(Text section)

The Russian Finance Ministry is considering canceling value-added tax (VAT) to help repatriate dozens of billion rubles in a move the market has been waiting for dozens of years, Deputy Minister Alexei Moiseyev declared on September 7.
“The issue is only discussed, and an additional stimulus for its solution has appeared. You can already see that the government pays much attention to capital repatriation,” he said. “It turns out that many people would like to repatriate capital but invest it in gold ingots, rather than in the banking system. This is their right, the barrier for this is now VAT.”
VAT is not refunded, when a customer sells ingots back to a bank. The tax amounts to 18% now, but it will rise to 20% from January 1, 2019.
“We receive requests, including those from banks that say that there are clients ready to pay large sums of money, in the range of a billion rubles to buy gold. At that, the client wants to have the possibility of withdrawing a couple of ingots when he wishes. If the measure helps us repatriate even several dozens of billion, it will be justified,” Moiseyev said.
The Finance Ministry initially wanted to introduce a trade-in like system, because it only wanted to release from VAT investment gold, not gold to be used by jewelers.

(Dataset content)
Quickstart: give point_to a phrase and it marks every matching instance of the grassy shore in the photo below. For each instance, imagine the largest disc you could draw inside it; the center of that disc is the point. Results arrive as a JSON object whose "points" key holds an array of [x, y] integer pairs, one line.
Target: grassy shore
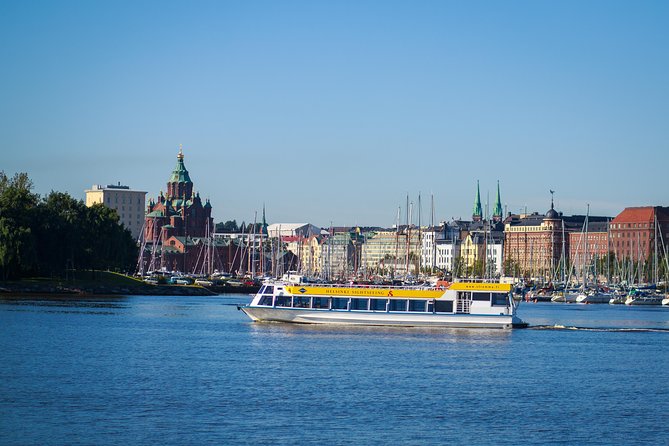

(Exercise tasks)
a - From the article on VAT and gold ingots, write out the passage from "VAT is not refunded, when" up to and including "used by jewelers.".
b - Answer these about the article on VAT and gold ingots:
(i) On what date did Deputy Minister Alexei Moiseyev make his declaration?
(ii) What will the VAT rate be from January 1, 2019?
(iii) Which gold did the Finance Ministry initially want to release from VAT?
The material has nothing to do with the text.

(Expected outputs)
a -
VAT is not refunded, when a customer sells ingots back to a bank. The tax amounts to 18% now, but it will rise to 20% from January 1, 2019.
“We receive requests, including those from banks that say that there are clients ready to pay large sums of money, in the range of a billion rubles to buy gold. At that, the client wants to have the possibility of withdrawing a couple of ingots when he wishes. If the measure helps us repatriate even several dozens of billion, it will be justified,” Moiseyev said.
The Finance Ministry initially wanted to introduce a trade-in like system, because it only wanted to release from VAT investment gold, not gold to be used by jewelers.

b -
(i) September 7
(ii) 20%
(iii) Investment gold, not gold to be used by jewelers